- Opening Delimiter -

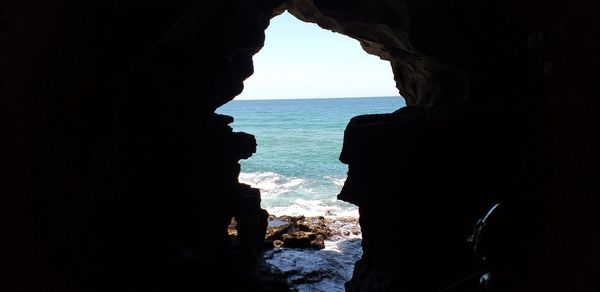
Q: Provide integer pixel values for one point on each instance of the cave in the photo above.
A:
(117, 174)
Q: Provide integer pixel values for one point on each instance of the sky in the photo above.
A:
(302, 60)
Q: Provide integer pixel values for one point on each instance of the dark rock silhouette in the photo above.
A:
(117, 175)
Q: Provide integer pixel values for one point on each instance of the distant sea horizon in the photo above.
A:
(296, 164)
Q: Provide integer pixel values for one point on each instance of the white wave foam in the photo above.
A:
(314, 208)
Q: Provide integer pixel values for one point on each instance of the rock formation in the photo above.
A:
(117, 175)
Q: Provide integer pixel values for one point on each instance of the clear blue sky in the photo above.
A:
(302, 60)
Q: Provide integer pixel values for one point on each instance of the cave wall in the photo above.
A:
(116, 172)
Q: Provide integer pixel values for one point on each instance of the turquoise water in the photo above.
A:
(296, 165)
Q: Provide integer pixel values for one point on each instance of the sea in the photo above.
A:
(297, 170)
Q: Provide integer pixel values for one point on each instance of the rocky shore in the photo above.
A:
(304, 232)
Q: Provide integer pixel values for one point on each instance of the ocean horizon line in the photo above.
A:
(317, 98)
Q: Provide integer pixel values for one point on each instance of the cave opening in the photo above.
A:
(308, 83)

- Closing Delimiter -

What the task requires: Output exactly what runs from the line with "wall in the photo above." to the final line above, both lines included, and nothing else.

Answer section:
Q: Provide integer pixel values for one point on each instance of the cave wall in the photo above.
A:
(116, 172)
Q: Provide integer pixel values for one point on each instance of the turquoise water in the photo above.
A:
(296, 165)
Q: Provide integer pixel values for one point on each instance of the sea in the photo above.
A:
(297, 170)
Q: Provide integer pixel values for one point on each instance of the rocky shore in the photo above.
A:
(304, 232)
Q: Provide integer pixel values for one point on each instance of the ocean horizon line in the photo above.
A:
(317, 98)
Q: Provide integer pixel values for one point on each instance of the cave opening in the photo above.
A:
(308, 83)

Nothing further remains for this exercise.